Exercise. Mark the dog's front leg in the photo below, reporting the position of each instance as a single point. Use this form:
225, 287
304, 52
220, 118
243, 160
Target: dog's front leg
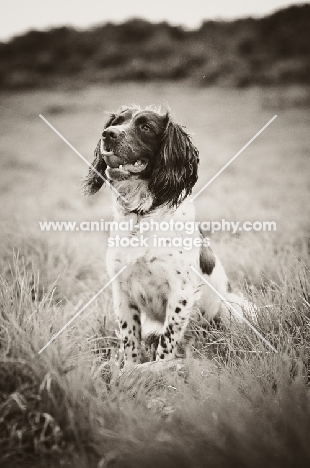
177, 317
130, 330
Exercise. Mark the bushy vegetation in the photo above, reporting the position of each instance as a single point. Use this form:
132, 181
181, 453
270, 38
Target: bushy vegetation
232, 402
270, 50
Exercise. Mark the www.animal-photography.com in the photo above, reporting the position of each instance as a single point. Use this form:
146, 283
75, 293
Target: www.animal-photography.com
155, 236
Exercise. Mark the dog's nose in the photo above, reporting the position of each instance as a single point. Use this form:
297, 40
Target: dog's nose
111, 133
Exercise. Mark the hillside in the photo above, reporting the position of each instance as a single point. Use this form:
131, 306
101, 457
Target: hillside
269, 50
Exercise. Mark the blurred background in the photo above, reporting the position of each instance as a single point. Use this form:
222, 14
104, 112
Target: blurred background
224, 70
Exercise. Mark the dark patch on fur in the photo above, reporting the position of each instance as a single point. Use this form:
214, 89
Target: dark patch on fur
137, 319
206, 260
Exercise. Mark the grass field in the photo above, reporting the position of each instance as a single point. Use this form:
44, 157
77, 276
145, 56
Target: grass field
233, 402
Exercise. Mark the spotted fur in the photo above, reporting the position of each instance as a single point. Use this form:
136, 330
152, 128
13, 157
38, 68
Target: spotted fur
153, 163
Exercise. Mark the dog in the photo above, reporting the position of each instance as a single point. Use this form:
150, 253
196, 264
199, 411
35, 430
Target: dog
152, 163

------------------------------------

*WHAT YOU WILL DO:* Reproduce every one of the records above verbatim, leaving out the pictures.

*EXERCISE RESPONSE:*
Exercise. Mark the dog's front leg in the photo below, reporting the position of each instance as a single point. Use this form:
225, 287
304, 52
220, 118
243, 160
Target: dog's front leg
177, 317
130, 330
Exercise. Mark the bushy vegetation in the photo above, reporting the position of each instance as a single point. Use this form:
132, 181
181, 453
270, 38
Target: bushy vegetation
232, 402
270, 50
Exercise. Mark the www.animal-photography.com in the photo above, reporting the position of each instance as a single point. Use this form:
146, 283
75, 293
Target: www.animal-photography.com
155, 236
Exercise. Mark the dog's nose in the photo above, reporting the position of each instance as a single point. Use this form:
297, 40
Target: dog's nose
111, 133
Exercise. Mark the hillside in the photo above, reporting the position of each instance as a single point. Use this form:
131, 306
101, 457
Target: hillside
269, 50
Exercise. Mark the blurred background in the photo above, reporting the position of each instance as a single point. Use this form:
222, 14
104, 112
Target: blurred background
224, 70
Exercise. Mark the dark patch on fur in the photo above, reporting the position of each instance as a single point. Use this form:
214, 89
Target: dark patch on fur
137, 319
206, 260
Exercise. Mark the grass field in the photo above, reporting the position of each instance as a single point. Use this form:
44, 157
77, 276
145, 56
Target: grass field
233, 402
Exercise. Mark the spotted fur in the photo above, reporting the position of each instance as a single point. Use this form:
136, 330
152, 128
13, 157
38, 68
Target: spotted fur
153, 163
Exercise. Mark the dog in the photo above, reporting the position of each instance as a single point. Use this form:
150, 253
196, 264
199, 411
35, 430
Target: dog
152, 163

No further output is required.